--- start of Input ---

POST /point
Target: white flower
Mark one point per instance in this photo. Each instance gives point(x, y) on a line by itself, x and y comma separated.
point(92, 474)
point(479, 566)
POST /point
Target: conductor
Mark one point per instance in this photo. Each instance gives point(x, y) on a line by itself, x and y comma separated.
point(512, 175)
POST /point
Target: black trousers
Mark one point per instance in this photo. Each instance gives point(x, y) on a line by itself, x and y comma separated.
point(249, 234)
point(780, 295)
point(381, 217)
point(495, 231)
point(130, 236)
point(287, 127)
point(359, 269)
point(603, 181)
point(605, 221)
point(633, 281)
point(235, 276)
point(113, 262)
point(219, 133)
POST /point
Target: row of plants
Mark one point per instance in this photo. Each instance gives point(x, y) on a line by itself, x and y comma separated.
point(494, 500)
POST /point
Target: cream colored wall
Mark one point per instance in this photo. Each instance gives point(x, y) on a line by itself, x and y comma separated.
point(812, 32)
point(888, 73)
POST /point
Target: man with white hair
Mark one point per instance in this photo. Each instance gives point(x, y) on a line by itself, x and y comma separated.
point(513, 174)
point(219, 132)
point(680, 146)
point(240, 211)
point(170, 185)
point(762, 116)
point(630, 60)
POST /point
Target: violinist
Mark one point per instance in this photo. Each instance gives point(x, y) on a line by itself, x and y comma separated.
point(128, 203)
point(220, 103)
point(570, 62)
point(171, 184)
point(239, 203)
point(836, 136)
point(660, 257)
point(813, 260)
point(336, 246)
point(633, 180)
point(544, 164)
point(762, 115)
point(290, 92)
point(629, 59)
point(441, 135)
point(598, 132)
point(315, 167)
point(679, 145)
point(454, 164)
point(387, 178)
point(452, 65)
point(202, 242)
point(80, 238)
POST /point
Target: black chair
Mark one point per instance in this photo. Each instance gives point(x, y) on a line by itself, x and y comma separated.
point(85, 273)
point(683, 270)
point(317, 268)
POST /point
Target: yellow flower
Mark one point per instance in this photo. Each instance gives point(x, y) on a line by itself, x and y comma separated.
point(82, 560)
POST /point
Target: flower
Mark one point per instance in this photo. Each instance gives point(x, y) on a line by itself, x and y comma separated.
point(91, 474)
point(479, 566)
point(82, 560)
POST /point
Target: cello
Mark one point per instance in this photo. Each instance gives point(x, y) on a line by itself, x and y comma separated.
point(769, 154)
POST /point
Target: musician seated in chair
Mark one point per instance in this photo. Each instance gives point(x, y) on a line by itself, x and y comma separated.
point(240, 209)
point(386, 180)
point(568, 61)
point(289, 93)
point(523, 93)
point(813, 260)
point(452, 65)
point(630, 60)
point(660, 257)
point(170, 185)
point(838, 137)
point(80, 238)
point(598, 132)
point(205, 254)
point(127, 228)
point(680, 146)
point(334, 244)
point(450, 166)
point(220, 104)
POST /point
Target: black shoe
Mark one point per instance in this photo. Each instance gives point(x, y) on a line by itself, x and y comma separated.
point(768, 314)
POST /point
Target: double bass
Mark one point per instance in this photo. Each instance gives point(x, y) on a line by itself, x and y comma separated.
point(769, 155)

--- end of Input ---

▶ [What is needed]:
Copy out the entries above without changes, starting at the first line and ending with the line containing "point(888, 73)", both included.

▶ [Expected output]:
POST /point
Target: white flower
Mark one point per instance in this photo. Each instance gives point(x, y) on a line by itself, x and y comma separated.
point(92, 474)
point(479, 566)
POST /point
Target: conductor
Mark one point per instance in this photo. Each instance gives point(x, y) on a line by itself, x and y comma separated.
point(512, 175)
POST /point
Target: black trousers
Mark one point per instance in this photo. Each instance gives point(x, y) on a line by itself, x and y comma separated.
point(249, 234)
point(780, 295)
point(381, 217)
point(495, 231)
point(130, 236)
point(287, 127)
point(359, 269)
point(603, 181)
point(605, 221)
point(633, 281)
point(235, 276)
point(113, 262)
point(219, 133)
POST /point
Target: row of plants
Mark one point per instance in this photo. Each instance gives point(x, y) on a line by itself, x and y comma separated.
point(494, 500)
POST /point
Target: cream colored wall
Mark one point per instance in this photo. Each instance gives point(x, y) on a line by itself, x and y comma separated.
point(812, 32)
point(888, 73)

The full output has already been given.